Document passage.
______________________________

In the winter of 1918-1919, a small group of experimental educators and other interested parties began to meet at the Washington home of Mrs Laura C. Williams to form what would become the Association for the Advancement of Progressive Education. The group quickly set about the task of drafting seven guiding principles that would appear in each volume of the Association’s journal from 1924 through to 1929. They are:
Freedom to Develop Naturally
Interest the Motive of All Work
The Teacher a Guide, Not a Task-Master
Scientific Study of Pupil Development
Greater Attention to All That Affects the Child’s Physical Development
Co-operation Between School and Home to Meet the Needs to Child-Life
The Progressive School a Leader in Educational Movements
Expanding on these principles, the authors claim:
“The conduct of the pupil should be self-governed…
Progressive teachers will encourage the use of all the senses, training the pupils in both observation and judgement; and instead of hearing recitations only, will spend most of the time teaching how to use various sources of information, including life activities as well as books… Teachers will inspire a desire for knowledge, and will serve as guides in the investigations undertaken, rather than as task-masters…
School records should not be confined to the marks given by teachers… Such records should be used as a guide for the treatment of each pupil, and should also serve to focus the attention of the teacher on the all-important work of development, rather than on simply teaching subject matter.”
Does any of that sound familiar? I suggest that anyone trained as a teacher today in the English-speaking world will recognise these principles, even if some seem strangely worded to a contemporary reader. And yet the Association for the Advancement of Progressive Education (later to become simply the Progressive Education Association) was already drawing on a long tradition.
It is easy to forget that for much of the last two thousand years, children in the West were viewed as being born into original sin. They were certainly not thought capable of being ‘self-governed’. That view began to change within social elites during the enlightenment and, more determinedly, the romantic movement that followed. We can trace this thinking at least as far back as Rousseau and his book, Emile, which dealt with the subject of how to educate the eponymous hero, free from the corrupting influence of a degraded world.
Another thread leads back to the philosopher, Herbert Spencer, and his racist view that, just as societies historically progress from the savage to the civilised, so too must the education of individual children recapitulate this process.
To be fair to the group who gathered in Washington, their principles also called for clean, well-ventilated buildings and adequate playgrounds, and the progressive education movement has been instrumental in abolishing physical punishment, the absence of which we take for granted now but that was never obvious or inevitable and perhaps would not have occurred without the intervention of these undoubtedly well-meaning activists.

______________________________

Stored records.
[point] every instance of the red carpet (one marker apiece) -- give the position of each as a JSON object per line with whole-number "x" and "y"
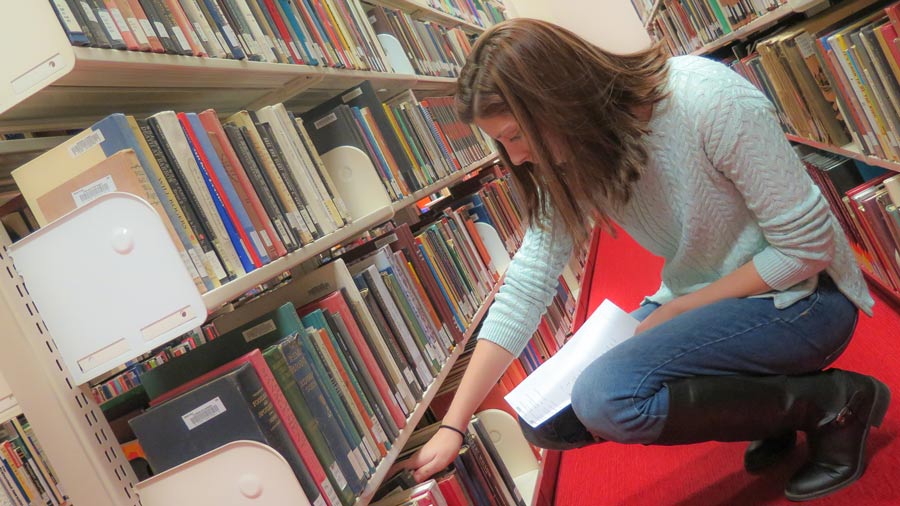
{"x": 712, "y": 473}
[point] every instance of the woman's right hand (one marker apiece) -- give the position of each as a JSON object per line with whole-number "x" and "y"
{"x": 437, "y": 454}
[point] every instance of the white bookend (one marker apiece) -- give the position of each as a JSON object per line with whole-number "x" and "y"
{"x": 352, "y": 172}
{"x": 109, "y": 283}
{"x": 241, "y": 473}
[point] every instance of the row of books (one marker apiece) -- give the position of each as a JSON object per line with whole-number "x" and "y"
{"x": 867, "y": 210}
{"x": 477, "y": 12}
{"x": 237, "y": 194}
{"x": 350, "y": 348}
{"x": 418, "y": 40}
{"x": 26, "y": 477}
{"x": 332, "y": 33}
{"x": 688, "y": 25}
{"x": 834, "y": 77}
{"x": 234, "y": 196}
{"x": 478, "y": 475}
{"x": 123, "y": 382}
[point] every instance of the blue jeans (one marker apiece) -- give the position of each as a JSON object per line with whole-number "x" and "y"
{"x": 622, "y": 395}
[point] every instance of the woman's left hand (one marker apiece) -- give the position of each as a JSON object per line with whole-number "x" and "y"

______________________________

Set problem. Revise the stretch of the progressive education passage from "Another thread leads" through "undoubtedly well-meaning activists.", replacing "playgrounds" with "sports fields".

Result of the task.
Another thread leads back to the philosopher, Herbert Spencer, and his racist view that, just as societies historically progress from the savage to the civilised, so too must the education of individual children recapitulate this process.
To be fair to the group who gathered in Washington, their principles also called for clean, well-ventilated buildings and adequate sports fields, and the progressive education movement has been instrumental in abolishing physical punishment, the absence of which we take for granted now but that was never obvious or inevitable and perhaps would not have occurred without the intervention of these undoubtedly well-meaning activists.